(TEXT SHOWN)

American baseball player (born 1991)

Tyler Douglas Smith (born July 1, 1991) is an American former professional baseball infielder. He played in 10 Major League Baseball (MLB) games for the Seattle Mariners in June 2017.

==Playing career==

===Amateur===
Smith attended Thousand Oaks High School in Thousand Oaks, California and played college baseball at Oregon State University. In 2012, he played collegiate summer baseball in the Cape Cod Baseball League for the Brewster Whitecaps.

===Seattle Mariners===
Smith was drafted by the Seattle Mariners in the 8th round (237th overall) of the 2013 Major League Baseball draft. From 2013 to 2016 in the minor leagues, Smith appeared for the rookie-level Pulaski Yankees, High-A High Desert Mavericks, Double-A Jackson Generals, and Triple-A Tacoma Rainiers.

Smith began the 2017 season with Tacoma. On June 2, 2017, Smith was selected to the 40-man roster and promoted to the major leagues for the only time after Jean Segura suffered an ankle injury. Smith got to bat toward the end of the game for a single plate appearance, facing Tampa Bay Rays reliever Ryne Stanek. On a 2–2 count Smith pulled the ball and recorded his first career hit, a double. In 10 games for the Mariners, he went 3-for-16 (.188) with 1 RBI. Smith was designated for assignment by Seattle on July 28.

===Texas Rangers===
On July 30, 2017, Smith was claimed off waivers by the Texas Rangers. On August 12, he was removed from the 40-man roster and sent outright to the Triple-A Round Rock Express. In 13 games for Round Rock, Smith slashed .188/.264/.229 with no home runs and one RBI.

===Atlanta Braves===
On December 14, 2017, the Atlanta Braves selected Smith from the Rangers in the minor league phase of the Rule 5 draft. He played in 52 games for the Triple-A Gwinnett Stripers in 2018, batting .219/.298/.363 with four home runs and 19 RBI. Smith was released by the Braves organization on July 9, 2018.

==Coaching career==
In 2025, Smith was named as a coach for the Atlanta Braves rookie-affiliate FCL Braves. In 2026, he was named pitching coach for Atlanta's summer league-affiliate the DSL Braves.

(End TEXT SHOWN)
(RECORDS SUPPLIED)

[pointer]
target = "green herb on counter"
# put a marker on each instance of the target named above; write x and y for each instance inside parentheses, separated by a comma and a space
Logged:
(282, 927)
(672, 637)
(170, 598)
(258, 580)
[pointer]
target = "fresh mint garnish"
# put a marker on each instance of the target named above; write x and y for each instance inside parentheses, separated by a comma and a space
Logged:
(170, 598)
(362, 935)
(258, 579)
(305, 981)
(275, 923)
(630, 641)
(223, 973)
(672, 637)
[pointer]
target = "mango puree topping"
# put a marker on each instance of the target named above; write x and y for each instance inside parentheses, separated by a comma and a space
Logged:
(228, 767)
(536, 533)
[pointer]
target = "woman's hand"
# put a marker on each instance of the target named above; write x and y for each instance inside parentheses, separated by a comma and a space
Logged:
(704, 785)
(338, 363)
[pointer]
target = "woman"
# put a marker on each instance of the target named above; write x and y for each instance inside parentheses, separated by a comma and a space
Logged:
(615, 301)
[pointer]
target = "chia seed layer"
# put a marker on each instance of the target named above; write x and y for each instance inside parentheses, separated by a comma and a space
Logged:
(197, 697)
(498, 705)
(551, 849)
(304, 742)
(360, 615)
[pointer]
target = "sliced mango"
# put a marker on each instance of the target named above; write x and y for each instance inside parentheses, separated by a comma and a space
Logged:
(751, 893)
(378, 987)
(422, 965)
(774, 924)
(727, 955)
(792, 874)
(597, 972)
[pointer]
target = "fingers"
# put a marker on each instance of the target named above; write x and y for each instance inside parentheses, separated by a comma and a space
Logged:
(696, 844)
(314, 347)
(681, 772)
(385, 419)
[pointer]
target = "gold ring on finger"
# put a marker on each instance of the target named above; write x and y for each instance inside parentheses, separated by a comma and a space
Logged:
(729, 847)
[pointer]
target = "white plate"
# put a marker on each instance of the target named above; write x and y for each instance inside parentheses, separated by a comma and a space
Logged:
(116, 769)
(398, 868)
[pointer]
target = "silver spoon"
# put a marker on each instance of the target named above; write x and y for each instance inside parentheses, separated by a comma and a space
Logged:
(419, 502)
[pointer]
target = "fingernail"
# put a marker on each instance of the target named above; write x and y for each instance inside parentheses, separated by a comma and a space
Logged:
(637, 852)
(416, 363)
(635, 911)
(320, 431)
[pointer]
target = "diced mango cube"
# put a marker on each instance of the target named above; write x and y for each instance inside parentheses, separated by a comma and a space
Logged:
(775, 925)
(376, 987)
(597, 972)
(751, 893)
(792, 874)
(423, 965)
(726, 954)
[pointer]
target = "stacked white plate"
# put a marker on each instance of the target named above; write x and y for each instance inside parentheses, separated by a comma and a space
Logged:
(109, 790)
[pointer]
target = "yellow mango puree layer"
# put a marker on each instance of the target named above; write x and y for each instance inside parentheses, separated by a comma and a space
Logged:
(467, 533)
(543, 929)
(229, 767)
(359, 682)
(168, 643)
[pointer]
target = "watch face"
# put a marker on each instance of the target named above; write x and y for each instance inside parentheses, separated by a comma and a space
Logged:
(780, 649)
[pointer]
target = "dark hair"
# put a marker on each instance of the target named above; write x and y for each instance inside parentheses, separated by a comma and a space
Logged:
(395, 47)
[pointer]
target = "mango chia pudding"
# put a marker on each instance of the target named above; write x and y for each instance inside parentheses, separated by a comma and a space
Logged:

(End RECORDS SUPPLIED)

REQUIRED TASKS
**a.** Revise the baseball biography starting with "Tyler Douglas Smith" and going on through "Triple-A Tacoma Rainiers.", replacing "infielder" with "shortstop".
**b.** In one to three sentences, explain what the baseball biography connects to Smith's promotion to the major leagues on June 2, 2017.

RESULTS IN ORDER
**a.**
Tyler Douglas Smith (born July 1, 1991) is an American former professional baseball shortstop. He played in 10 Major League Baseball (MLB) games for the Seattle Mariners in June 2017.

==Playing career==

===Amateur===
Smith attended Thousand Oaks High School in Thousand Oaks, California and played college baseball at Oregon State University. In 2012, he played collegiate summer baseball in the Cape Cod Baseball League for the Brewster Whitecaps.

===Seattle Mariners===
Smith was drafted by the Seattle Mariners in the 8th round (237th overall) of the 2013 Major League Baseball draft. From 2013 to 2016 in the minor leagues, Smith appeared for the rookie-level Pulaski Yankees, High-A High Desert Mavericks, Double-A Jackson Generals, and Triple-A Tacoma Rainiers.

**b.** Smith was selected to the 40-man roster and promoted to the major leagues after Jean Segura suffered an ankle injury. It was the only time he was promoted to the majors.